- Tarefa A -
Reescreva todas as linhas dos registos, com os pedidos inalterados. Aumente em 89 cada valor das coordenadas de píxeis indicadas nas respostas.

Não houve cerimónias de entrega dos ditos nem elogios e muito menos agradecimentos ao ME ou a alguns dos seus representantes, tendo surgido na imprensa nacional várias críticas relativamente à credibilidade pedagógica dos aparelhos e à sua utilidade, que continua a não estar comprovada, em parte devido à crise que a Educação em Portugal atravessa, com os professores firmes na luta pelos direitos que indubitavelmente lhes assistem e que o ME insiste em não reconhecer.

Porém no EPE [ndr: Ensino português no estrangeiro], onde luta de professores não houve, embora muito houvesse para reivindicar, e tendo o Conselho de Ministros, a 31 de dezembro de 2021, autorizado a cedência de 17.168.330 euros ao Instituto Camões, ostensivamente para aquisição de plataformas, manuais, certificação das aprendizagens, computadores para docentes e discentes do Ensino Português no Estrangeiro, dentro do plano de digitalização do EPE, verificaram-se duas estranhas circunstâncias.

A primeira é que a inconstitucional “Propina”, obrigatória apenas para os alunos portugueses e lusodescendentes, cuja exigência é sempre fundamenta pelo IC com a necessidade de adquirir manuais e de custear o processo de certificação, continuou a ser aplicada, embora parte da quantia acima indicada fosse destinada a despesas nesses dois sectores, sendo necessário lembrar que com a mesma, desde 2013, data em que foi implantada, o Instituto Camões terá obtido um verba de cerca de 18 milhões de euros, que gere livremente.

A segunda é que, embora segundo o CM os 17 milhões fossem destinados à digitalização do EPE, em março de 2022 os responsáveis do IC declararam que a verba seria aplicada apenas na digitalização do ensino paralelo, aquele em que a tal “propina” é obrigatória, facto que ninguém questionou.

E assim, quase um ano depois dessa afirmação, em maio de 2023, já perto do fim do ano letivo, foi instaurado a toda a pressa um processo de empréstimo de tablets unicamente aos alunos que frequentam os cursos de Português extra-horário escolar.

- Tarefa B -
Responda, com base no excerto sobre o Ensino Português no Estrangeiro:
(i) Que montante autorizou o Conselho de Ministros a ceder ao Instituto Camões, e em que data?
(ii) Desde que ano é aplicada a "propina"?
(iii) Em que mês e ano foi instaurado o processo de empréstimo de tablets?

- Registos de entrada -
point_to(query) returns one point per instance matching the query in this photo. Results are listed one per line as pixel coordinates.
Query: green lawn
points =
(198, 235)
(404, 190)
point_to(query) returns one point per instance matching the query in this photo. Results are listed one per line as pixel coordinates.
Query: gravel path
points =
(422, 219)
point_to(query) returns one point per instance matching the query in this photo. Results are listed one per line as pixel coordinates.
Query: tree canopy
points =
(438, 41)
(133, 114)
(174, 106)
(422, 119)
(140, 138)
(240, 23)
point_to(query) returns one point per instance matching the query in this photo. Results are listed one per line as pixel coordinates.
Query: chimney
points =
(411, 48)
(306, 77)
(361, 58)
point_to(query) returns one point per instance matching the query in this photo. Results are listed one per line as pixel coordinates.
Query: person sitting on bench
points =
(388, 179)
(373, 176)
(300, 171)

- Resultado da tarefa A -
point_to(query) returns one point per instance matching the query in this photo. Results are listed one per line as pixel coordinates.
Query: green lawn
points =
(287, 324)
(493, 279)
point_to(query) returns one point per instance matching the query in this photo. Results are listed one per line as pixel coordinates.
Query: gravel path
points =
(511, 308)
point_to(query) returns one point per instance matching the query in this photo. Results are listed one per line as pixel coordinates.
Query: tree canopy
points =
(527, 130)
(222, 203)
(263, 195)
(511, 208)
(229, 227)
(329, 112)
point_to(query) returns one point per instance matching the query in this photo. Results are listed one per line as pixel coordinates.
Query: chimney
points =
(500, 137)
(395, 166)
(450, 147)
point_to(query) returns one point per instance matching the query in this photo. Results are listed one per line as pixel coordinates.
Query: person sitting on bench
points =
(477, 268)
(462, 265)
(389, 260)

- Resultado da tarefa B -
(i) 17.168.330 euros, a 31 de dezembro de 2021.
(ii) Desde 2013.
(iii) Em maio de 2023.